start AVAILABLE DATA

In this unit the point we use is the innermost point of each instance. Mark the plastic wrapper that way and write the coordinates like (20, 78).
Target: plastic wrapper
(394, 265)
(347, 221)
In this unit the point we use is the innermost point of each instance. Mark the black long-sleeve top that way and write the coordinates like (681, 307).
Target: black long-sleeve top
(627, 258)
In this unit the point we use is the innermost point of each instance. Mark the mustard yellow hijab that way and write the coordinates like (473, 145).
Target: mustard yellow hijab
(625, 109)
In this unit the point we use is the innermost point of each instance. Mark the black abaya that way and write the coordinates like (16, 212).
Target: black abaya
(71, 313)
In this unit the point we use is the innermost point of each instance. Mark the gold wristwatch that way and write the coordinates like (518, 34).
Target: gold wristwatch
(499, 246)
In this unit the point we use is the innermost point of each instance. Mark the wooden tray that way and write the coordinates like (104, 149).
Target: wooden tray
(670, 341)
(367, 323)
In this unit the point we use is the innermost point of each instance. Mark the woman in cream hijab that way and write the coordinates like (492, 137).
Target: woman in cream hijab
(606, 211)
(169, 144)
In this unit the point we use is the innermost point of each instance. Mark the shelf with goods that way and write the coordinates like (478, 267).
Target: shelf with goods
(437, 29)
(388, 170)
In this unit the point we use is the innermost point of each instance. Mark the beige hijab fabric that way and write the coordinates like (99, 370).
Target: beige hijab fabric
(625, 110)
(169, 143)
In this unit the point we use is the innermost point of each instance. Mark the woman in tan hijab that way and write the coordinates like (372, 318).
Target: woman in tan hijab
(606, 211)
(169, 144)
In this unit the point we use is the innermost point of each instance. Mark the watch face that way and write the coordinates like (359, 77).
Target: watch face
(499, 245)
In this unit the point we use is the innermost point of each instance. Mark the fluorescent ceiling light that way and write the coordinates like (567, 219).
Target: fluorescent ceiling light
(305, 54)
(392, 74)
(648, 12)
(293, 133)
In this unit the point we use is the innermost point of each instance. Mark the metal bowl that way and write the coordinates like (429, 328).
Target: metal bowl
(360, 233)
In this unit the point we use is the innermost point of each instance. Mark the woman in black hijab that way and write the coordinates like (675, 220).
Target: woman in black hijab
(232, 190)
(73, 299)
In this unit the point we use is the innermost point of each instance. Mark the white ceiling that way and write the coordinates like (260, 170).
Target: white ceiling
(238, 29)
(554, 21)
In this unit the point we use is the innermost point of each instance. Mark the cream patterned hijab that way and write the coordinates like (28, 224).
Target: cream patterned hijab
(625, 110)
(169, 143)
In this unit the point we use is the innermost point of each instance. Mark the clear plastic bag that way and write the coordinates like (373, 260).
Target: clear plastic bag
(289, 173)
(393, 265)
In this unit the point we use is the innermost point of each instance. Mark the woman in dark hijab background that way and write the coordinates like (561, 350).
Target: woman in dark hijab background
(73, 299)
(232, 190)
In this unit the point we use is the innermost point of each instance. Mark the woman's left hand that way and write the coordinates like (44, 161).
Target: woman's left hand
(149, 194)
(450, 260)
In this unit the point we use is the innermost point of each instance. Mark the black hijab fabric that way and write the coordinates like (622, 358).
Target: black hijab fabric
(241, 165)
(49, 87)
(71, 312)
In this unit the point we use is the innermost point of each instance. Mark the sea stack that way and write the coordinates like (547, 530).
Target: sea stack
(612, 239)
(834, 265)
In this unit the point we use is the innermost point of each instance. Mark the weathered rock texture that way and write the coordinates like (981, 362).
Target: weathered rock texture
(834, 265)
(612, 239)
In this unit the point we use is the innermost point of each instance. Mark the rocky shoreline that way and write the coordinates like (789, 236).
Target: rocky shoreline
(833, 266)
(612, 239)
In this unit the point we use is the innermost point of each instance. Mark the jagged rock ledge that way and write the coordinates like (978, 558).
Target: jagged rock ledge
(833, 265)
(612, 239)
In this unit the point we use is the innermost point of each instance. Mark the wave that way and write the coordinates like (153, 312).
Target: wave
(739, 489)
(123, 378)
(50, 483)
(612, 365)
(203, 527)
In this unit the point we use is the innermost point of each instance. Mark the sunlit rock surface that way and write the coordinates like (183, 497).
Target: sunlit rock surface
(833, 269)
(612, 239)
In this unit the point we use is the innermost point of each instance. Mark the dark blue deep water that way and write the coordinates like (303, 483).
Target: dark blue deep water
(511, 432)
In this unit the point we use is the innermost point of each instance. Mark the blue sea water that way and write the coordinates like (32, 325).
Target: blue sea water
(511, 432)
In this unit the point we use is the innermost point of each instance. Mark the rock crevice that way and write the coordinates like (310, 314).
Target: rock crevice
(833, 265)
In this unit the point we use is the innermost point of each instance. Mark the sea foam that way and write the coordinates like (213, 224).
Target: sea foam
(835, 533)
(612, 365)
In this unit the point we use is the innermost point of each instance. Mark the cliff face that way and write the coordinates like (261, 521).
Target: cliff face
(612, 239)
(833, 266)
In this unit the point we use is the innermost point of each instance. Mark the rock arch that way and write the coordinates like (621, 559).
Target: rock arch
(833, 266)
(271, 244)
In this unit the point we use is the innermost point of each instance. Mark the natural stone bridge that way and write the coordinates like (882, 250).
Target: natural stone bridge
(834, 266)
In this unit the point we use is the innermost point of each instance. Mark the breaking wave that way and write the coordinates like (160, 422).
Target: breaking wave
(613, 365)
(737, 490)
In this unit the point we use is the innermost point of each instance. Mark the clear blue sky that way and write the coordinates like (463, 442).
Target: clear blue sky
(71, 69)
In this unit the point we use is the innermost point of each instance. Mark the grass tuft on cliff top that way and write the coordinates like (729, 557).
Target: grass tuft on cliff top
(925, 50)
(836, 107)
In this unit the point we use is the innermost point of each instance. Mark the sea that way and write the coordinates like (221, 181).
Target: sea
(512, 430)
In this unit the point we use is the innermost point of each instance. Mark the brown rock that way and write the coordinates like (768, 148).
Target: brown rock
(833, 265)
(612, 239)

end AVAILABLE DATA

→ PROBLEM STATEMENT
Reproduce all of the material above word for word.

→ RESPONSE TO THE TASK
In this unit the point we use is the innermost point of each instance. Mark the plastic wrapper that way and write the coordinates like (20, 78).
Target: plastic wrapper
(394, 265)
(347, 221)
In this unit the point we use is the innermost point of each instance. Mark the black long-sleeve top that way and write the coordinates like (681, 307).
Target: black long-sleeve top
(627, 258)
In this unit the point we use is the innermost point of each instance. Mark the mustard yellow hijab that way and write the coordinates like (473, 145).
Target: mustard yellow hijab
(625, 109)
In this unit the point we use is the innermost point of each instance. Mark the black abaya that way and write the coordinates like (16, 212).
Target: black abaya
(71, 313)
In this unit the point we use is the innermost point of each instance. Mark the gold wristwatch that way and write the coordinates like (518, 34).
Target: gold wristwatch
(499, 246)
In this unit the point we use is the innermost point of each instance. Mark the wooden tray that way and write the coordinates like (104, 149).
Target: wooden tray
(670, 341)
(367, 323)
In this unit the point we use is the innermost point of each instance. Mark the woman in cream hijab that way and write the coordinates like (492, 137).
Target: woman in cream hijab
(606, 211)
(169, 144)
In this unit the point we use is the innermost point of each instance. Mark the shelf with goods that way and write the coordinates like (478, 267).
Target: shelf with goods
(437, 29)
(388, 170)
In this unit the point we use is the innermost point of each instance. Mark the beige hijab fabric that way and write the coordinates like (99, 370).
Target: beige hijab fabric
(625, 110)
(169, 143)
In this unit the point we use is the innermost point of each instance. Mark the woman in tan hijab that way and write the coordinates like (372, 318).
Target: woman in tan hijab
(606, 211)
(169, 144)
In this unit the point we use is the innermost point of each instance. Mark the watch face that way and write the coordinates like (359, 77).
Target: watch face
(499, 245)
In this unit the point we use is the innermost point of each instance. Mark the fluorescent ceiling light that way and write the coordinates like (567, 219).
Target: fluorescent ceiling light
(305, 54)
(392, 74)
(648, 12)
(293, 133)
In this unit the point we use is the innermost point of each instance. Mark the metal bowl that way and write the coordinates like (429, 328).
Target: metal bowl
(360, 233)
In this unit the point we use is the innermost point of each instance. Mark the woman in black hijab that way and write the coordinates like (675, 220).
Target: woman in black hijab
(232, 190)
(73, 299)
In this unit the point we use is the innermost point of each instance. Mark the white ceiling that way and write the coordinates like (260, 170).
Target: white ceiling
(238, 29)
(554, 21)
In this unit the point we use is the innermost point of each instance. Mark the cream patterned hijab that way and write the coordinates like (28, 224).
Target: cream patterned hijab
(625, 110)
(169, 143)
In this unit the point we use is the innermost point of each instance. Mark the clear plastic bag that way and write the coordinates like (373, 260).
Target: clear plastic bag
(289, 173)
(393, 265)
In this unit the point we use is the innermost point of each instance. Mark the woman in dark hijab background that way and write the coordinates like (561, 350).
Target: woman in dark hijab background
(73, 299)
(232, 190)
In this unit the point we use is the innermost point of each instance. Mark the woman's left hand that way and write the coordinates like (44, 161).
Target: woman's left hand
(149, 194)
(450, 260)
In this unit the point we use is the innermost point of each instance. Mark the black hijab fabric that way and write the coordinates like (622, 358).
Target: black hijab fabric
(241, 165)
(49, 87)
(71, 312)
In this unit the point we use is the innermost point of each instance. Mark the sea stack that way and write the coordinates like (547, 530).
Target: sea stack
(612, 239)
(834, 265)
In this unit the point we use is the innermost point of each instance. Mark the weathered rock texture that way and write the coordinates like (981, 362).
Target: weathered rock texture
(834, 265)
(612, 239)
In this unit the point we use is the innermost point of each instance. Mark the rocky shoreline that way and write the coordinates like (789, 236).
Target: rocky shoreline
(833, 266)
(612, 239)
In this unit the point we use is the innermost point of each instance. Mark the jagged rock ledge that way and write the coordinates like (978, 558).
Target: jagged rock ledge
(833, 265)
(612, 239)
In this unit the point we use is the innermost point of each instance. Mark the wave that way and write the coordinates like (153, 312).
Target: wave
(739, 489)
(123, 378)
(50, 483)
(612, 365)
(203, 527)
In this unit the point we use is the innermost point of each instance. Mark the sunlit rock surface that way and write the coordinates like (183, 497).
Target: sunlit rock surface
(833, 269)
(612, 239)
In this unit the point we use is the innermost point of each instance. Mark the dark blue deep water that way and write the coordinates like (303, 483).
Target: dark blue deep water
(511, 432)
In this unit the point we use is the innermost point of each instance. Mark the blue sea water that way and write the coordinates like (32, 325).
Target: blue sea water
(511, 432)
In this unit the point we use is the innermost point of each instance. Mark the rock crevice that way and write the coordinates like (310, 314).
Target: rock crevice
(833, 265)
In this unit the point we use is the innermost point of each instance. Mark the sea foam that way and write the coordinates like (213, 224).
Target: sea foam
(835, 533)
(612, 365)
In this unit the point we use is the innermost point of each instance. Mark the cliff face that way and write the coordinates like (261, 521).
Target: cliff face
(612, 239)
(833, 266)
In this unit the point we use is the innermost point of each instance. Mark the rock arch that way and write the coordinates like (621, 559).
Target: rock arch
(833, 266)
(271, 244)
In this unit the point we use is the innermost point of each instance. Mark the natural stone bridge that way and write the coordinates like (882, 250).
Target: natural stone bridge
(834, 266)
In this unit the point we use is the innermost point of each instance. Mark the breaking wave that way and write the coordinates like (160, 422).
Target: breaking wave
(613, 365)
(737, 490)
In this unit the point we use is the innermost point of each instance. Mark the clear blue sky that way and write the coordinates like (463, 442).
Target: clear blue sky
(71, 69)
In this unit the point we use is the innermost point of each instance. Mark the grass tuft on cliff top that way and write the coordinates like (729, 557).
Target: grass tuft on cliff top
(925, 50)
(836, 107)
In this unit the point we use is the innermost point of each instance. Mark the sea that way and write the coordinates like (221, 181).
Target: sea
(512, 430)
In this unit the point we use is the innermost point of each instance. Mark the brown rock that way and write the coordinates like (768, 148).
Target: brown rock
(833, 265)
(612, 239)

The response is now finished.